◆ GIVEN REQUEST 1
In the blog post, what did the man replace the three day rule with?

◆ PASSAGE
** begin **
Friday, January 15, 2010

The Juggler

This guy does not match up to any standards. He has huge hands, but his male genitals are not as big as his hands in reality should reflect. He seems to be utterly honest. No, man is ever utterly honest. He used weird impolite compliments. He replaced the three day rule with a three hour rule. He wanted to see me already the next day and then he cancel it on the same day, not to be heard of yet. Maybe if I wouldn’t have slept with him, we would just go separate ways and I would think of him as a fun, cute guy, but nothing more. Well, the moment I had a look at his hands, I knew it wouldn’t just end in a fair farewell. Maybe, if he hadn’t used his tiger routine, I would think of him as a cute guy, who never got me off and I would not mind him never call again. Now, that was not the case though and I haven’t had a guy treating me rough like that since last summer. He got ME addicted. I am the one who suppose to be addictive. Damn It!!! So today, is three days since I got his cancellation message and I am seriously considering to send him a message about whether or not I should consider myself being an accomplished mission of his… Honestly I have never felt more confused or did I just got gamed??? You can never mess with a romantic retard.
** end **
(Photo object pointing records)
** begin **
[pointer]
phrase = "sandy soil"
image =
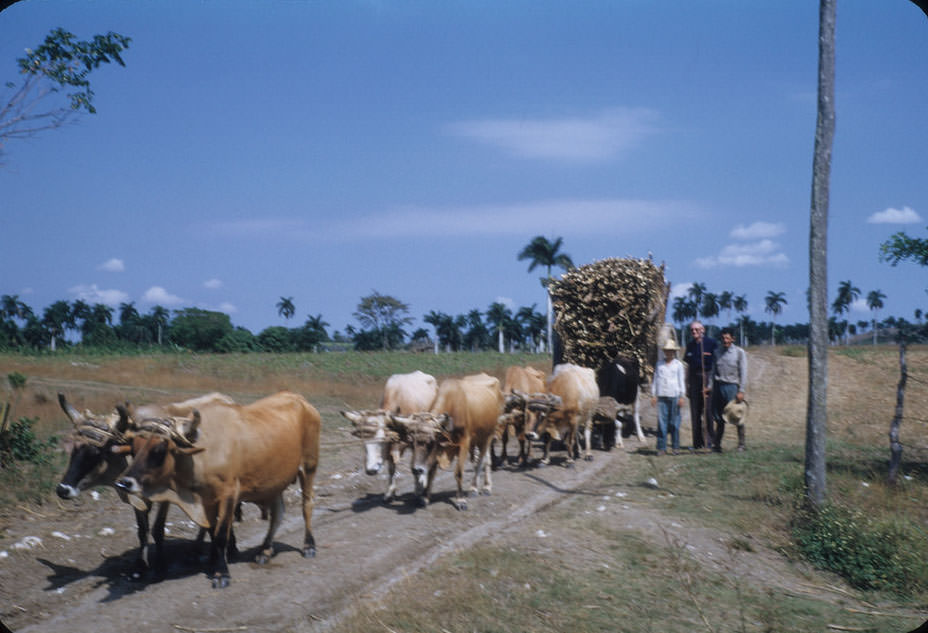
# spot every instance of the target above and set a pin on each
(77, 572)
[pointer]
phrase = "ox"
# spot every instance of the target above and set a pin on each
(93, 462)
(620, 379)
(576, 389)
(518, 382)
(241, 453)
(402, 394)
(466, 413)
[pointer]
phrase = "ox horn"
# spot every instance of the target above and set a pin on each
(73, 414)
(192, 433)
(124, 414)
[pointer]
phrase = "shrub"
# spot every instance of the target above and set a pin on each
(871, 554)
(19, 443)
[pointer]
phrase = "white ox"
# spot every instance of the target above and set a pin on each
(578, 394)
(403, 394)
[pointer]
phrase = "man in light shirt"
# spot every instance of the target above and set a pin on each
(667, 391)
(726, 383)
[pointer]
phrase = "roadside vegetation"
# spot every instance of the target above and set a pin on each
(592, 573)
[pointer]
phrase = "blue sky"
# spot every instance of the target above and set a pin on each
(324, 150)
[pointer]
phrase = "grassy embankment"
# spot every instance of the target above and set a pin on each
(604, 576)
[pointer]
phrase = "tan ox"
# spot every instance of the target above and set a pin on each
** end **
◆ GIVEN REQUEST 2
Return every line of the photo object pointing records without any changes, but leave the pictures out.

◆ ANSWER 1
A three hour rule.

◆ ANSWER 2
[pointer]
phrase = "sandy soil"
image =
# spot every instance of the target above and set a pin on each
(77, 572)
[pointer]
phrase = "ox"
# spot every instance of the target above and set a pin on each
(93, 462)
(620, 379)
(576, 389)
(518, 382)
(241, 453)
(402, 394)
(466, 413)
[pointer]
phrase = "ox horn"
# spot every instance of the target above and set a pin on each
(73, 414)
(192, 433)
(124, 414)
[pointer]
phrase = "shrub"
# spot every instance of the target above and set a pin on each
(871, 554)
(19, 443)
[pointer]
phrase = "white ox"
# spot every instance of the target above and set a pin on each
(578, 394)
(403, 394)
[pointer]
phrase = "man in light shirt"
# spot every instance of the target above and set a pin on each
(667, 391)
(726, 383)
[pointer]
phrase = "roadside vegetation"
# spot every instance of the target above and set a pin on each
(592, 573)
[pointer]
phrase = "blue sky"
# spot every instance of the target above and set a pin on each
(324, 150)
[pointer]
phrase = "grassy embankment"
# spot every instance of the target above and set a pin on each
(604, 576)
[pointer]
phrase = "tan ox"
# spot every instance of the target above and set a pin on each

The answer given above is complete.